SET TASK
Could you render the lines below as a JSON list of strings, one string per line with blank lines left out? Start with the line containing "[segment] **truck headlight**" and go through the line containing "POLYGON ((37 66, 35", both included.

Outline records
______________________________
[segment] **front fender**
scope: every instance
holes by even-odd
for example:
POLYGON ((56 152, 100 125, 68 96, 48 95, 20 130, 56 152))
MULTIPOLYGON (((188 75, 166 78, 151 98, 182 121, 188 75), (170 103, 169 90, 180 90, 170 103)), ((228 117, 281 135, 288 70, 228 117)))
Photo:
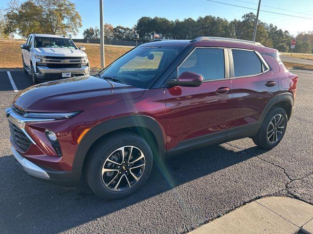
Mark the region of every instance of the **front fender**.
POLYGON ((151 117, 147 116, 132 116, 99 123, 89 131, 82 139, 77 148, 73 168, 82 168, 88 151, 92 144, 101 137, 115 131, 136 127, 145 128, 152 133, 157 144, 158 156, 157 159, 165 159, 165 134, 163 128, 151 117))

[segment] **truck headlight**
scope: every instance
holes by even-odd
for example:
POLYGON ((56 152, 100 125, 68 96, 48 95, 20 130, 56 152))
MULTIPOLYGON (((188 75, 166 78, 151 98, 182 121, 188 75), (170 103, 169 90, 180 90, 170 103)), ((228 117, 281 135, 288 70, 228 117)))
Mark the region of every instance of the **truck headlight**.
POLYGON ((35 58, 45 58, 45 56, 43 55, 35 55, 35 58))

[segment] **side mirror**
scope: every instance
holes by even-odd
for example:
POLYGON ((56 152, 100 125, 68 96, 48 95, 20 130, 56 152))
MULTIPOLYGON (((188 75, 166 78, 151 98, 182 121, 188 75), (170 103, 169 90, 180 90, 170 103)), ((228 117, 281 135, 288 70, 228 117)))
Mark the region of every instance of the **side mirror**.
POLYGON ((21 48, 22 48, 23 50, 29 50, 29 46, 27 44, 23 44, 21 45, 21 48))
POLYGON ((179 85, 184 87, 199 87, 203 79, 202 76, 190 72, 184 72, 176 80, 168 80, 167 84, 171 86, 179 85))

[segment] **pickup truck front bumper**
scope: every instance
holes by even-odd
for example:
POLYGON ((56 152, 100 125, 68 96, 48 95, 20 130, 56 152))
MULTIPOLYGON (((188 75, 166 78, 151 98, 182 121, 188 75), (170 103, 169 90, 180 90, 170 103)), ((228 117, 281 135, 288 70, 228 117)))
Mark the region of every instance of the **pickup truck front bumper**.
POLYGON ((37 66, 35 73, 37 78, 40 81, 48 81, 62 78, 62 73, 70 72, 71 77, 89 75, 89 69, 88 65, 80 68, 49 68, 45 66, 37 66))

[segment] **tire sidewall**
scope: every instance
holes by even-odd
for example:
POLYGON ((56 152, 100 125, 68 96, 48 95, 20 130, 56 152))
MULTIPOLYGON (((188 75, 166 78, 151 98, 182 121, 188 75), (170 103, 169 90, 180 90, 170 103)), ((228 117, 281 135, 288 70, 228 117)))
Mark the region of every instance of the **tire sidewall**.
POLYGON ((286 130, 287 127, 287 115, 286 111, 285 111, 285 110, 283 108, 280 107, 275 107, 268 112, 268 113, 264 119, 264 121, 262 123, 261 133, 263 143, 267 148, 268 149, 273 148, 279 144, 285 135, 286 130), (275 116, 278 114, 281 115, 283 116, 284 120, 285 120, 285 127, 283 130, 283 134, 279 139, 274 143, 271 143, 268 141, 267 137, 268 127, 272 118, 273 118, 275 116))
POLYGON ((149 177, 152 168, 153 157, 152 152, 148 143, 141 137, 132 134, 131 137, 122 136, 114 140, 104 140, 100 143, 90 156, 95 157, 92 165, 89 165, 91 178, 88 183, 92 191, 98 196, 105 199, 120 199, 134 192, 143 184, 149 177), (140 179, 131 188, 124 191, 115 192, 108 188, 103 183, 101 172, 102 166, 107 158, 117 149, 127 145, 132 145, 139 149, 145 156, 145 167, 140 179))

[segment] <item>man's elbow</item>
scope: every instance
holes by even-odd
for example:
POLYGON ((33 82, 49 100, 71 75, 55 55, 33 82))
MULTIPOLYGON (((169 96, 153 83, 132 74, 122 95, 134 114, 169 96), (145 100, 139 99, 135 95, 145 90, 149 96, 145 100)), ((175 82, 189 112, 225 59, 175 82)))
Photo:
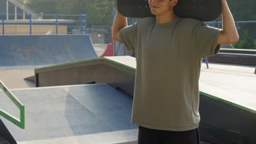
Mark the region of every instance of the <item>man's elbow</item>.
POLYGON ((115 40, 121 41, 121 39, 120 38, 119 33, 113 33, 113 39, 115 40))
POLYGON ((229 39, 229 43, 230 44, 236 44, 239 41, 239 35, 236 34, 229 39))

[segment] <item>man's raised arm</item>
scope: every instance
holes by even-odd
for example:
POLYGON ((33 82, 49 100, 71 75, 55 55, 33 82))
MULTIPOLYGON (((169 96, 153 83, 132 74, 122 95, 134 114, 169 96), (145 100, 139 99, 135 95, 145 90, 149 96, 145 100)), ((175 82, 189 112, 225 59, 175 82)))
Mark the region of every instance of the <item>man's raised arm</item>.
POLYGON ((112 28, 113 38, 118 41, 121 41, 119 32, 121 29, 127 27, 127 18, 120 14, 117 10, 112 28))
POLYGON ((222 0, 223 4, 222 28, 223 31, 219 36, 217 41, 218 45, 234 44, 239 40, 239 35, 236 25, 226 1, 222 0))

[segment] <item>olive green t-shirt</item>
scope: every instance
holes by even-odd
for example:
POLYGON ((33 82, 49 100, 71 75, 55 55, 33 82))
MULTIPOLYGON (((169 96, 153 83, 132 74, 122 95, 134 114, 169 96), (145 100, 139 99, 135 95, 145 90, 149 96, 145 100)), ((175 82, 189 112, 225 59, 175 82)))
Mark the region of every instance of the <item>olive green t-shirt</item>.
POLYGON ((158 23, 153 17, 120 31, 136 58, 132 123, 171 131, 198 127, 202 58, 219 51, 220 32, 193 19, 158 23))

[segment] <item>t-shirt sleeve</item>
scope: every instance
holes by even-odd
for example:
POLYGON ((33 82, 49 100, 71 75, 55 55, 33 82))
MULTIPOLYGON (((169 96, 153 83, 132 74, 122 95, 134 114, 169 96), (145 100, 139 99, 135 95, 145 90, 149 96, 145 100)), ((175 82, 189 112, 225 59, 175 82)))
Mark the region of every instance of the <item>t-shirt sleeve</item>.
POLYGON ((194 41, 196 56, 200 58, 216 55, 220 49, 217 40, 222 31, 221 29, 212 27, 199 22, 194 28, 194 41))
POLYGON ((129 51, 135 51, 136 43, 137 23, 121 29, 119 36, 123 43, 129 51))

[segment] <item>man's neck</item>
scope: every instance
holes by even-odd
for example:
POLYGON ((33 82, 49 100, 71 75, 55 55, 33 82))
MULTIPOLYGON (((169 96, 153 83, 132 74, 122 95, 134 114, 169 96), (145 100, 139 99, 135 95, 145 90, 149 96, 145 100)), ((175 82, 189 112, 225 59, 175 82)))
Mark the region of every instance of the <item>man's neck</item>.
POLYGON ((177 16, 176 14, 174 13, 172 13, 171 14, 165 14, 165 15, 156 15, 156 21, 158 23, 166 23, 168 22, 172 21, 176 18, 178 17, 178 16, 177 16))

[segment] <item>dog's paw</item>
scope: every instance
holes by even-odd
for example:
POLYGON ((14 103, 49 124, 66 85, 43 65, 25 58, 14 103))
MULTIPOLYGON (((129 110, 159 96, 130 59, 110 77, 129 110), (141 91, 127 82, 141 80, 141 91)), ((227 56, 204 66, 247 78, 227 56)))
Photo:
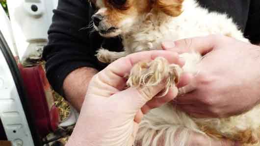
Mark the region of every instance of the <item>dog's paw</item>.
POLYGON ((96 54, 96 56, 99 60, 99 61, 105 63, 110 63, 114 61, 111 56, 111 52, 108 50, 101 49, 97 51, 97 53, 96 54))
POLYGON ((162 81, 165 82, 165 89, 161 95, 163 96, 169 88, 179 82, 182 72, 179 66, 169 64, 166 59, 159 57, 151 62, 140 62, 134 65, 127 84, 130 87, 142 87, 155 86, 162 81))

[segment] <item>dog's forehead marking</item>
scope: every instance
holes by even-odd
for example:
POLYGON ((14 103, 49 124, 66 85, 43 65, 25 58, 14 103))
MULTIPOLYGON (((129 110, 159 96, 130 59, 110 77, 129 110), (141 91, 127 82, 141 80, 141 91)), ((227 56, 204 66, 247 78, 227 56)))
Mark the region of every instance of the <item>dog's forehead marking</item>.
POLYGON ((96 1, 96 5, 99 8, 104 7, 104 0, 97 0, 96 1))

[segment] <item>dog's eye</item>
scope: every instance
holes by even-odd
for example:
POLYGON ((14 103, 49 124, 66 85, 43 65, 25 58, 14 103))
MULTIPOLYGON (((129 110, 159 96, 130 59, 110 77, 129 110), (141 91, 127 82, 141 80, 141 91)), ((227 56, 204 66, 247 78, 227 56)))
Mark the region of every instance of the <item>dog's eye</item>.
POLYGON ((96 7, 96 5, 95 4, 93 3, 93 2, 90 2, 90 7, 92 8, 92 9, 94 10, 94 12, 96 12, 98 10, 98 8, 97 7, 96 7))
POLYGON ((111 0, 112 2, 117 5, 122 5, 126 3, 127 0, 111 0))

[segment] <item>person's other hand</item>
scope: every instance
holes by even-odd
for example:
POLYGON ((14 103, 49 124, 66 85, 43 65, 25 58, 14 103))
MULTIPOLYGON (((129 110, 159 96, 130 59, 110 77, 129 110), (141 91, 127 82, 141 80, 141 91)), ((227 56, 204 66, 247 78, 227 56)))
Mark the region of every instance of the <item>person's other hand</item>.
MULTIPOLYGON (((156 87, 125 89, 124 76, 135 63, 158 56, 170 63, 184 64, 172 51, 145 51, 120 58, 96 74, 67 146, 132 146, 143 113, 171 101, 178 93, 175 87, 165 97, 153 98, 164 88, 164 83, 156 87)), ((188 78, 188 75, 182 75, 179 86, 186 85, 188 78)))
POLYGON ((195 50, 204 56, 197 74, 184 87, 187 94, 174 104, 199 118, 240 114, 259 103, 260 47, 220 35, 162 44, 182 53, 195 50))

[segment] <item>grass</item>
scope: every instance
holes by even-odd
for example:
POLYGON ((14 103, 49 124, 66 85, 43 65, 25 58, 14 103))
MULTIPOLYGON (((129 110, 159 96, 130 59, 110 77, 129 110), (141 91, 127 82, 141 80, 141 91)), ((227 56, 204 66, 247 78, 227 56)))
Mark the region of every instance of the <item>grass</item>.
POLYGON ((0 0, 0 3, 3 8, 3 9, 7 14, 7 16, 9 16, 7 4, 6 4, 6 0, 0 0))

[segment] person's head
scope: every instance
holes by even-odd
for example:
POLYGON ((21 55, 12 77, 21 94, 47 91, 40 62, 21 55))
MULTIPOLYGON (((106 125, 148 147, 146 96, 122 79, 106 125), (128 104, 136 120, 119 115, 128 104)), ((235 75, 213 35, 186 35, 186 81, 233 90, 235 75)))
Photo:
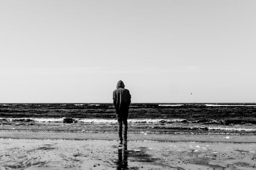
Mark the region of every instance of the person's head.
POLYGON ((117 82, 117 84, 116 85, 116 88, 124 88, 124 84, 123 84, 123 82, 121 80, 119 80, 118 82, 117 82))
______________________________
ANSWER FOR THIS EXERCISE
[
  "[segment] **truck headlight**",
  "scope: every instance",
  "holes by even-odd",
  "for example:",
  "POLYGON ((56 152, 100 125, 68 96, 48 95, 20 130, 56 152))",
  "MULTIPOLYGON (((188 75, 166 78, 151 98, 182 121, 188 75), (170 103, 169 90, 180 90, 170 103)), ((228 117, 281 135, 288 70, 228 117)))",
  "Mark the region of every instance of the **truck headlight**.",
  "POLYGON ((35 58, 45 58, 45 56, 43 55, 35 55, 35 58))",
  "[segment] **side mirror**",
  "scope: every instance",
  "holes by even-odd",
  "for example:",
  "POLYGON ((56 152, 100 125, 68 96, 48 95, 20 130, 56 152))",
  "MULTIPOLYGON (((188 75, 166 78, 151 98, 182 121, 188 75), (170 103, 169 90, 180 90, 170 103)), ((228 117, 281 135, 288 70, 228 117)))",
  "Mark the region of every instance of the **side mirror**.",
  "POLYGON ((21 48, 22 48, 23 50, 29 50, 29 46, 27 44, 23 44, 21 45, 21 48))",
  "POLYGON ((179 85, 184 87, 199 87, 203 79, 202 76, 190 72, 184 72, 176 80, 168 80, 167 84, 171 86, 179 85))",
  "[segment] **pickup truck front bumper**",
  "scope: every instance",
  "holes by even-odd",
  "for example:",
  "POLYGON ((56 152, 100 125, 68 96, 48 95, 20 130, 56 152))",
  "MULTIPOLYGON (((188 75, 166 78, 151 98, 182 121, 188 75), (170 103, 169 90, 180 90, 170 103)), ((228 117, 281 135, 288 70, 228 117)))",
  "Mark the region of every instance of the **pickup truck front bumper**.",
  "POLYGON ((37 66, 35 73, 37 78, 40 81, 48 81, 62 78, 62 73, 70 72, 71 77, 89 75, 89 69, 88 65, 80 68, 49 68, 45 66, 37 66))"
]